SET TASK: Reproduce the data below word for word, leaving every line unchanged.

Excerpts from location labeling data
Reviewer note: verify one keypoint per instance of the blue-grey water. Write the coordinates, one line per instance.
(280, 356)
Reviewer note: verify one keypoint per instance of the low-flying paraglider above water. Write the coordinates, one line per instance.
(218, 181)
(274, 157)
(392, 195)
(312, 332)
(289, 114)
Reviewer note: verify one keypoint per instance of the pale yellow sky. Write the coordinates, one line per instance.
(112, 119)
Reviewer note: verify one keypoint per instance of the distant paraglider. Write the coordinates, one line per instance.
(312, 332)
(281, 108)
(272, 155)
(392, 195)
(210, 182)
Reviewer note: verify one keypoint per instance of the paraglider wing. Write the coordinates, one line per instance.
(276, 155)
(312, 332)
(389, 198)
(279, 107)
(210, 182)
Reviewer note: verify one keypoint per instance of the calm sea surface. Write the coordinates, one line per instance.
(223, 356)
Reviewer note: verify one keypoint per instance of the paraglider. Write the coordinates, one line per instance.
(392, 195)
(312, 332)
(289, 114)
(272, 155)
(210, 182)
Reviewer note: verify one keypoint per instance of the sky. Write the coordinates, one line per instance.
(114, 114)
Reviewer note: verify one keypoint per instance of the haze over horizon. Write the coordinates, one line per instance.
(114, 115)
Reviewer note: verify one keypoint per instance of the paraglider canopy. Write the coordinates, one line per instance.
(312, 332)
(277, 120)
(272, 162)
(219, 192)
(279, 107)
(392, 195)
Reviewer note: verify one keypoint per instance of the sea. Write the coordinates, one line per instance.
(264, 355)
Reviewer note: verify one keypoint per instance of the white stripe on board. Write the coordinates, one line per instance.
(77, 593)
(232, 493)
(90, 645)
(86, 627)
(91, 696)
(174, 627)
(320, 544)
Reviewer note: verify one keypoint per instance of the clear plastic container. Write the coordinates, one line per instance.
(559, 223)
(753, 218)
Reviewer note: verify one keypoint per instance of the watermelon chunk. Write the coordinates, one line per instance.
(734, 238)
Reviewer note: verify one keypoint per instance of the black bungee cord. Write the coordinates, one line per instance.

ANSWER IN FULL:
Reviewer note: verify one keypoint per instance of the blue-grey water. Write the coordinates, one line per instance.
(280, 356)
Reviewer note: verify one keypoint per instance of the low-flying paraglider above water. Write the coordinates, one line per instance.
(218, 181)
(274, 157)
(392, 195)
(312, 332)
(289, 114)
Reviewer note: verify one keypoint per instance of the pale yellow sky. Write the coordinates, one line per instance.
(112, 119)
Reviewer note: verify one keypoint per instance of the distant paraglider. Write the coordinates, one line per instance.
(312, 332)
(281, 108)
(272, 155)
(392, 195)
(210, 182)
Reviewer note: verify one keypoint per instance of the paraglider wing. Write the coordinates, one line per instance.
(276, 155)
(312, 332)
(389, 198)
(279, 107)
(210, 182)
Reviewer note: verify one keypoint per instance of the calm sea surface. Write the coordinates, one line per instance.
(223, 356)
Reviewer note: verify one keypoint per instance of the paraglider. Write the coordinates, one line per instance.
(392, 195)
(312, 332)
(289, 114)
(272, 155)
(210, 182)
Reviewer note: verify one keypoint per instance of the sky. Write the coordinates, one line per instance.
(114, 114)
Reviewer note: verify one keypoint per instance of the haze over horizon. Write the coordinates, one line per instance.
(114, 115)
Reviewer note: verify one keypoint per instance of the paraglider canopy. Write the coordinates, one line per instance.
(312, 332)
(277, 120)
(272, 162)
(219, 192)
(279, 107)
(392, 195)
Reviewer note: verify one keypoint per instance of the sea. Write the coordinates, one line per instance.
(264, 355)
Reviewer note: verify one keypoint per instance of the white stripe on board. Write the coordinates, one line per instance.
(77, 593)
(232, 493)
(90, 645)
(86, 627)
(91, 696)
(174, 627)
(320, 544)
Reviewer note: verify one keypoint per instance of the clear plastic container. Write the coordinates, one line per instance.
(559, 223)
(753, 218)
Reviewer note: verify one keypoint per instance of the watermelon chunk. Write the coordinates, one line per instance.
(734, 238)
Reviewer note: verify one keypoint per instance of the black bungee cord. Write the coordinates, one line per instance.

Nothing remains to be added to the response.